[Start of DATA ENTRIES]

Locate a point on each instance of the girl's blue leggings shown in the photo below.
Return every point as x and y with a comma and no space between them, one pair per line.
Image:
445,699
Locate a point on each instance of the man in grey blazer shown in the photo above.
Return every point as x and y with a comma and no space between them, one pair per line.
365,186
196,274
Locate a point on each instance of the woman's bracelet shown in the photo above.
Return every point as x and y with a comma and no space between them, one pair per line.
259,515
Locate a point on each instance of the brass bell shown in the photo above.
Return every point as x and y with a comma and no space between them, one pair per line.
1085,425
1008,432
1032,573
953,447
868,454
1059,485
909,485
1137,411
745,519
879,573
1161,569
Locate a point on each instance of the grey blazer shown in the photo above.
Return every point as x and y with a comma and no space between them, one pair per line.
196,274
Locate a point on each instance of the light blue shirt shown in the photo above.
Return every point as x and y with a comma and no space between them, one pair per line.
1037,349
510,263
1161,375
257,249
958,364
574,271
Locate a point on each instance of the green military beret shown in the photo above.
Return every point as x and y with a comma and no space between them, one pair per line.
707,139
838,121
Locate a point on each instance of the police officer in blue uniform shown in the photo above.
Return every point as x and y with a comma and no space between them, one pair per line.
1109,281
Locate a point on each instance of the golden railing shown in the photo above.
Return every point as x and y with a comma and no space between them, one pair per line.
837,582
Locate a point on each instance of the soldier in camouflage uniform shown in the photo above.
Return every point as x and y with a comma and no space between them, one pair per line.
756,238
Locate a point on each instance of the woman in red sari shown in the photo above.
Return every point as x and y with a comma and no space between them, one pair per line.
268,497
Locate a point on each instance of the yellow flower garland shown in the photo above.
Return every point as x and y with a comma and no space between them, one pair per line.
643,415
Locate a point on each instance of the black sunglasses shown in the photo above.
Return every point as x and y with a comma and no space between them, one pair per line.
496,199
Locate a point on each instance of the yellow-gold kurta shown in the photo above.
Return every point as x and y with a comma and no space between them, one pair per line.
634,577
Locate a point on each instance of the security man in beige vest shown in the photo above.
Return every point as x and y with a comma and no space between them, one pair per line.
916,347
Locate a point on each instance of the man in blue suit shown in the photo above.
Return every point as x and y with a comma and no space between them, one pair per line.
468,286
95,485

[End of DATA ENTRIES]

§ **REQUIREMENTS**: Reproduce only the lines of the material starting at the line that contains "Locate a point on each instance of the woman in" and ending at the end of the material, changing "red sari" to "maroon sari" and leaving everything else the same.

§ **FINAL ANSWER**:
Locate a point on each instance of the woman in maroon sari shown in the photo above.
Return every point as x and y with a comma and no space between them, one pair per line.
268,497
Locate a point on each instance of the yellow flower garland shown in the photo above.
Return every point as x and y with a comma and no space between them, one pair per line.
643,415
Locate a point on each instance of the black sunglasses shown in the photo above.
Return every point as x and y with a comma and no space between them, one pair per line.
496,199
Locate a point on each instance of the yellow-gold kurta shown in the photo above.
Return every point as x and y with a comma and no space between them, one pair per line.
634,577
Locate a point on each instance of the security man in beige vest shown in the photo above.
Return every point as x and y with a comma and no space between them, one pair per line.
916,347
Locate a point on each instance of the man in blue suit shown in the photo above.
Return every point as x and y with a comma and no space between them, one pair per line.
468,286
95,485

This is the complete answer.